(Excerpt provided Opens)

Truck drivers are critical during the coronavirus pandemic, but the health risks they face on the job haven’t received enough attention or federal aid, according to the CEO of an industry group.
“Realistically, truckers are first responders. Our whole economy runs on trucks,” Todd Spencer, president and CEO of the Owner-Operator Independent Drivers Association, told CNBC on Monday.
He added that all of the items consumers need to survive and live comfortably during the health crisis only gets to stores via truck. Yet, at this point, the government hasn’t stepped in and given truckers aid money.
Spencer said government programs to help small businesses during the crisis have so far missed truckers completely, despite the fact that a majority of truckers operate in small fleets containing 20 or fewer trucks.
Greater efforts needed
The lack of government assistance for truckers has left many in a tough situation financially since the rate they receive to transport goods has “pretty much been cut in half,” Spencer said.

(Excerpt provided Closes)
(Supplied records Opens)

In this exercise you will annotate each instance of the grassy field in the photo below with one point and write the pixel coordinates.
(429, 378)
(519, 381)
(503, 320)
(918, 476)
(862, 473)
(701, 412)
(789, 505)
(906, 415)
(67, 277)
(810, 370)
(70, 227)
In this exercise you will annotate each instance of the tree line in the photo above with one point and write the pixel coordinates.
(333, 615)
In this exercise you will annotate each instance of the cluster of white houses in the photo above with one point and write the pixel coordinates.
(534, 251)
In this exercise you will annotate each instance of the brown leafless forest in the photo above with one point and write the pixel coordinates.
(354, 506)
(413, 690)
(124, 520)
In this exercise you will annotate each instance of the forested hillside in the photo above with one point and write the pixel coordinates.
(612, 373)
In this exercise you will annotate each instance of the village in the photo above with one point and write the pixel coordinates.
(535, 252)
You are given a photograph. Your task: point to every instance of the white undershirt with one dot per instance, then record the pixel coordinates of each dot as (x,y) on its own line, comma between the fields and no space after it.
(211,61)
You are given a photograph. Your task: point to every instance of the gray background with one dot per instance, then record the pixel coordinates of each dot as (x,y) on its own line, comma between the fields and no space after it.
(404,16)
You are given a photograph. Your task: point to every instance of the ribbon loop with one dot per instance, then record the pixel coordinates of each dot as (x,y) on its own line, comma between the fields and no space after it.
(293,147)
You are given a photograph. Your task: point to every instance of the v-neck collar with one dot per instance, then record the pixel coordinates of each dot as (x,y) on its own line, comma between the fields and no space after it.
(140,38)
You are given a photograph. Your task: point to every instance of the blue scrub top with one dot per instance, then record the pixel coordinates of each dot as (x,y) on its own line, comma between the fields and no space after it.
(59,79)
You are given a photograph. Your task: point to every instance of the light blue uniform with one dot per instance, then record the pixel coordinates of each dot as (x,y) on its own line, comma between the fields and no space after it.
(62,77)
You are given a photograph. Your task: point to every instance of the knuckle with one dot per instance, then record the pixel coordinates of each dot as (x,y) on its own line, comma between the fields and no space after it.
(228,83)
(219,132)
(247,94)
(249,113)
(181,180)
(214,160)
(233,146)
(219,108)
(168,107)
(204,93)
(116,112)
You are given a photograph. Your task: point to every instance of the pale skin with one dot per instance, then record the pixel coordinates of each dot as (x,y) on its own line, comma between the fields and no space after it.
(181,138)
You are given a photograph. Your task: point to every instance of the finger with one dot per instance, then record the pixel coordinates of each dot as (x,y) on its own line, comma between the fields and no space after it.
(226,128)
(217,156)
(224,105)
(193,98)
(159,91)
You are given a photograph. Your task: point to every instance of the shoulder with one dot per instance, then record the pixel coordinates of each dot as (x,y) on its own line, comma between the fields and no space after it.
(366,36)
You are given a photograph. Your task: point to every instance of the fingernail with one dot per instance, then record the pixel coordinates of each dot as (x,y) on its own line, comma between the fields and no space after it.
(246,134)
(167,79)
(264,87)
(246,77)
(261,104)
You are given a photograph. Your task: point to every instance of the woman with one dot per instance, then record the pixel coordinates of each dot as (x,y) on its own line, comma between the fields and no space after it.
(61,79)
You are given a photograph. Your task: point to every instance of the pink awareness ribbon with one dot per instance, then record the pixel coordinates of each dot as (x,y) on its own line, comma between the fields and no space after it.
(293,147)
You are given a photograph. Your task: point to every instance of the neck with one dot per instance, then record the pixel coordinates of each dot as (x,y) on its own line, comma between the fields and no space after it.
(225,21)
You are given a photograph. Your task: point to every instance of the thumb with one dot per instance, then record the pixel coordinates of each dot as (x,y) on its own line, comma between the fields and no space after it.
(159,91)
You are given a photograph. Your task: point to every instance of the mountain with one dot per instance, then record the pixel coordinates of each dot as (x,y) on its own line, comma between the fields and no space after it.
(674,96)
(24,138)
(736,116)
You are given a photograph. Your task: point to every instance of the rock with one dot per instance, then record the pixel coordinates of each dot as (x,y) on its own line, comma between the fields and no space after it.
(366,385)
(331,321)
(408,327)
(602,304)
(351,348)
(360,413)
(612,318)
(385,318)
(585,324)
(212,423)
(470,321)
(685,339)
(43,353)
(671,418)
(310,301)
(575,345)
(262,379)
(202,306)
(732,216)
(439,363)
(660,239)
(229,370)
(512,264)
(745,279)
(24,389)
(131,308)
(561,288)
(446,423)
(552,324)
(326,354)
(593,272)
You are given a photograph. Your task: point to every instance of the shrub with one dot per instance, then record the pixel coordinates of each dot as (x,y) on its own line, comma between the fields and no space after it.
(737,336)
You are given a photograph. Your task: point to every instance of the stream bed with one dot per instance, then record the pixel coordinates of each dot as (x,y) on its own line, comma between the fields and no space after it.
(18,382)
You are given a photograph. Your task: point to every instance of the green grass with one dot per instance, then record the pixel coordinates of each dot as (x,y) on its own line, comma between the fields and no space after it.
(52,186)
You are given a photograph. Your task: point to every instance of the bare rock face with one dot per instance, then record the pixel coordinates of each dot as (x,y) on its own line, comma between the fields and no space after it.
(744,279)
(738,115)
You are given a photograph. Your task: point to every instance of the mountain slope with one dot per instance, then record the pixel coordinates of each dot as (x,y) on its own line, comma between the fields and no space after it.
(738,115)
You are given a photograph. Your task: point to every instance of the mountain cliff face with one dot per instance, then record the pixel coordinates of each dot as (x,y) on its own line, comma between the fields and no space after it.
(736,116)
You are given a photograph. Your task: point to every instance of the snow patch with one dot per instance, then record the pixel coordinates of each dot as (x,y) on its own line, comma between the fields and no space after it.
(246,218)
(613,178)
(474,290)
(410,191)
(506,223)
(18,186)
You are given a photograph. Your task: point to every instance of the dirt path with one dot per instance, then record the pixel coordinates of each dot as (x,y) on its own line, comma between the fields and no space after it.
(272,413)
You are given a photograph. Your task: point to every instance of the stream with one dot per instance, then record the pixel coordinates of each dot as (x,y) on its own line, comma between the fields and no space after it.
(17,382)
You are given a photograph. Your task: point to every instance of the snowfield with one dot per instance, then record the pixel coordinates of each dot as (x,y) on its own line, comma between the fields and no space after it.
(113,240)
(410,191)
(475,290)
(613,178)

(Supplied records Closes)

Required work:
• a. In the article about truck drivers during the coronavirus pandemic, what size fleets do most truckers operate in?
• b. Carry on the article about truck drivers during the pandemic, picking up after its last sentence.
The items aren't needed for anything here.

Answer section:
• a. Most truckers operate in small fleets of 20 or fewer trucks.

• b.
“They’re facing a real economic crisis to be able to continue to operate, not to mention the fact that they actually are on the front line in the battle against coronavirus,” he said. “They really are critical. They go everywhere. They go into the hot zones.”
The Independent Drivers Association said in a letter to President Trump earlier this month that there’s a need for COVID-19 testing for truckers, as well as the need for a plan to quarantine drivers who may get infected while on the job. Spencer and his organization have suggested providing drivers with personal protective equipment to help them stay healthy.
“We don’t think it’s realistic that the only option they have is to quarantine in a truck. We think far more could be done there,” Spencer told CNBC.